==== Records to process
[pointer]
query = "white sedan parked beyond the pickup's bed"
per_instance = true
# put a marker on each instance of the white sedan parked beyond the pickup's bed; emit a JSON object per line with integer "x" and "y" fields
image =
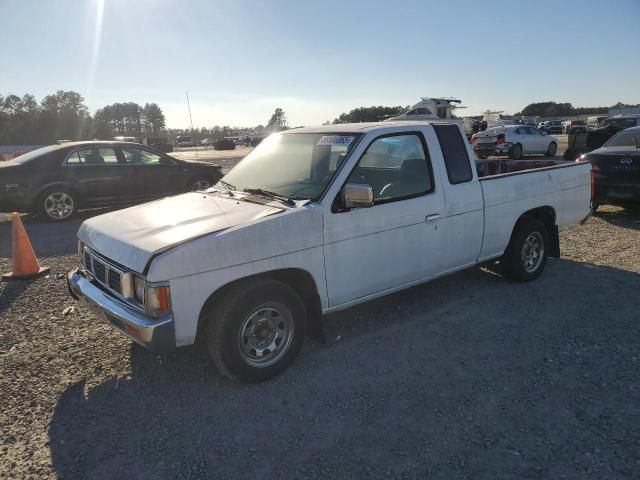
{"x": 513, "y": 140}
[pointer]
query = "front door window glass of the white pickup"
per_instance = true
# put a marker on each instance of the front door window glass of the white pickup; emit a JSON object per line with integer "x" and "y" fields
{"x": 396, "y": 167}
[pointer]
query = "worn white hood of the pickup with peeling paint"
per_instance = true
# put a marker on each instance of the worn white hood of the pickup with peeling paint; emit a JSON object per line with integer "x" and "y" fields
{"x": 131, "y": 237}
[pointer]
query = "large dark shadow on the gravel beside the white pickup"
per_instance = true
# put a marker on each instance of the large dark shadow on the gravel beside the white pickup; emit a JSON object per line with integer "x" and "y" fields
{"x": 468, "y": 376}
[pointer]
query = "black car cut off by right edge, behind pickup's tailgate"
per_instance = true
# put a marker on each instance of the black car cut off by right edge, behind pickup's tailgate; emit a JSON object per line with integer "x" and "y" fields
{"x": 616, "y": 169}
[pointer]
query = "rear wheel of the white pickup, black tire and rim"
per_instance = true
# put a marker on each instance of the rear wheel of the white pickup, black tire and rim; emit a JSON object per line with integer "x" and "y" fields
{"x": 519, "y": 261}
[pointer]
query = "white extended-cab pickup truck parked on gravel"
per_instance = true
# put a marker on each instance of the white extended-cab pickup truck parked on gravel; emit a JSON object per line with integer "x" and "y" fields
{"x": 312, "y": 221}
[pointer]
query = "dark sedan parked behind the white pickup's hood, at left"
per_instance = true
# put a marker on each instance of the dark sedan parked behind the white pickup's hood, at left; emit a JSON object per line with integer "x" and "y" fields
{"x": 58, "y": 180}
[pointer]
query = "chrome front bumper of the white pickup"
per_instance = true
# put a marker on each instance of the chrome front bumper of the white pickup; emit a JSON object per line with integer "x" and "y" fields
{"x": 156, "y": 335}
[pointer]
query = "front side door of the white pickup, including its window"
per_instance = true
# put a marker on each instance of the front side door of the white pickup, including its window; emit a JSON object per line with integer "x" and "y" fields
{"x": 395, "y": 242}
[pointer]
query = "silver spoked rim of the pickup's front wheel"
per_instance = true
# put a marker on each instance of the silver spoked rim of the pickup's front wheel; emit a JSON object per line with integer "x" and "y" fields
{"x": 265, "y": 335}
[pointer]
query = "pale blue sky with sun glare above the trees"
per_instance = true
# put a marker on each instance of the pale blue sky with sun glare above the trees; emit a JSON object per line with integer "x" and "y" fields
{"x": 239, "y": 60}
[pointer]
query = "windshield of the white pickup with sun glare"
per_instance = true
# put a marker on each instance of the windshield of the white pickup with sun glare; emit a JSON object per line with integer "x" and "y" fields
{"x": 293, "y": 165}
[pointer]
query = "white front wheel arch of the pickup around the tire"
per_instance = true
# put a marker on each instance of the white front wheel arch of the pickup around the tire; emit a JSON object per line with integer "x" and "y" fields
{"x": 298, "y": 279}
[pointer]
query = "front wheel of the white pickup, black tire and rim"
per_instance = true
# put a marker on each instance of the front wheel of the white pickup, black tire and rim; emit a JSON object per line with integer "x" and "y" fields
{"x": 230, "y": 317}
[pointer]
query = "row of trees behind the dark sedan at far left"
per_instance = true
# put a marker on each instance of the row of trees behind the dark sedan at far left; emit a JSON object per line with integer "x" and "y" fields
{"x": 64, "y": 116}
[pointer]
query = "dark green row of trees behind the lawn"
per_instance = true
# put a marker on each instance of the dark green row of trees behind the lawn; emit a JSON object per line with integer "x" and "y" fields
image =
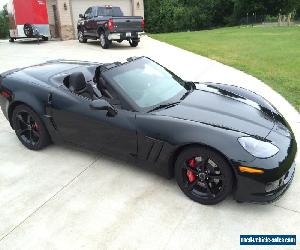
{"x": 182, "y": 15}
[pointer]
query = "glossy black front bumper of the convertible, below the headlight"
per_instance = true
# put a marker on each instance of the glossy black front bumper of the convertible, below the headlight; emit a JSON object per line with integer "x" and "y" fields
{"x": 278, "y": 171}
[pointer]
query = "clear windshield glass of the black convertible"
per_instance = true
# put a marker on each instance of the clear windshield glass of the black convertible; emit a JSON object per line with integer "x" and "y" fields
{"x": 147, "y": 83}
========
» Task objective: Restate every record above word for word, without images.

» Completed task:
[pointer]
query = "white sedan parked beyond the pickup's bed"
per_instance = true
# put a marker on each instance of the white sedan parked beyond the pickup's bed; emit a JSON object per line with integer "x" and "y" fields
image =
{"x": 513, "y": 140}
[pointer]
query = "front door window glass of the white pickup"
per_instance = true
# put a marker on each instance of the front door window glass of the white pickup; emit a JSON object per line with integer "x" and "y" fields
{"x": 396, "y": 167}
[pointer]
query = "worn white hood of the pickup with peeling paint"
per_instance = true
# put a marker on each instance of the worn white hood of the pickup with peeling paint; emit a JSON object per line with integer "x" and "y" fields
{"x": 131, "y": 237}
[pointer]
query = "large dark shadow on the gravel beside the white pickup"
per_instance = true
# put a marker on each instance of the large dark shadow on the gravel beside the white pickup; emit a JSON object per line with integer "x" and "y" fields
{"x": 468, "y": 376}
[pointer]
query = "black car cut off by right edge, behind pickup's tailgate"
per_instance = true
# put a marker on each instance of the black car cut off by right edge, behind pickup's tailgate; emit a JSON object per line with integer "x" and "y" fields
{"x": 616, "y": 169}
[pointer]
query = "rear wheel of the white pickup, black tire and rim"
per_instance = true
# put a marker on each instance of the rear wheel of the white pickup, black tire and rim; emit a JSON object per line with integer "x" and "y" fields
{"x": 519, "y": 261}
[pointer]
query = "white extended-cab pickup truck parked on gravel"
per_instance = true
# put a marker on each instance of the white extended-cab pickup truck parked on gravel; emit a JSON object per line with integer "x" and "y" fields
{"x": 312, "y": 221}
[pointer]
query = "dark sedan parked behind the white pickup's hood, at left"
per_instance = true
# put a marker on each instance of the dark sedan parked behind the white pickup's hood, at left; emit a JSON object per line with integer "x" and "y" fields
{"x": 58, "y": 180}
[pointer]
query = "chrome front bumper of the white pickup"
per_instance = true
# put a marker on each instance of the chrome front bumper of the white pickup; emit a JSON object per line with integer "x" and "y" fields
{"x": 156, "y": 335}
[pointer]
query = "front side door of the white pickup, including its window"
per_instance = true
# put a marker on each instance of the front side door of the white pickup, including its window; emit a JSON object per line with integer "x" and "y" fields
{"x": 395, "y": 242}
[pointer]
query = "silver spoked rim of the pickup's front wheel"
per_instance = true
# put a marker on each instance of the silver spoked rim of the pickup's front wheel; emit a JSON object per line with integer "x" and "y" fields
{"x": 265, "y": 335}
[pointer]
query = "pale blue sky with sun glare above the trees"
per_instance = true
# put a marker on each instance of the pale blue sky with sun glare above the trees; emit a JSON object per line with integer "x" and "y" fields
{"x": 239, "y": 60}
[pointer]
query = "windshield of the white pickup with sun glare"
per_instance = true
# put a marker on each instance of the windshield of the white pickup with sun glare; emit a JSON object per line with integer "x" and "y" fields
{"x": 293, "y": 165}
[pointer]
query = "white front wheel arch of the pickup around the tire"
per_instance = true
# put a marker on each instance of the white front wheel arch of the pickup around the tire; emit a JSON object per line with integer "x" and "y" fields
{"x": 298, "y": 279}
[pointer]
query = "front wheel of the white pickup, black tire and rim"
per_instance = true
# put a marker on each instance of the front wheel of the white pickup, black tire and rim; emit a JSON object per line with integer "x" and "y" fields
{"x": 230, "y": 317}
[pointer]
query = "row of trees behind the dark sedan at far left"
per_instance = true
# put a marker on each instance of the row of trees behind the dark sedan at far left; emit a JSON object per line with integer "x" and "y" fields
{"x": 64, "y": 116}
[pointer]
query = "dark green row of trees behind the lawn"
per_instance = true
# put a marker on each instance of the dark green row of trees behind the lawn; emit a JSON object per line with integer "x" and "y" fields
image =
{"x": 182, "y": 15}
[pointer]
query = "glossy black front bumper of the convertible, below the headlight"
per_instance = true
# put a marker on each instance of the glossy black front bumper of the convertible, below the headlight; emit a JSON object per line with integer "x" and "y" fields
{"x": 278, "y": 171}
[pointer]
query = "clear windshield glass of the black convertible"
per_instance = true
# put a marker on each instance of the clear windshield glass of the black convertible; emit a JSON object per line with integer "x" and "y" fields
{"x": 147, "y": 83}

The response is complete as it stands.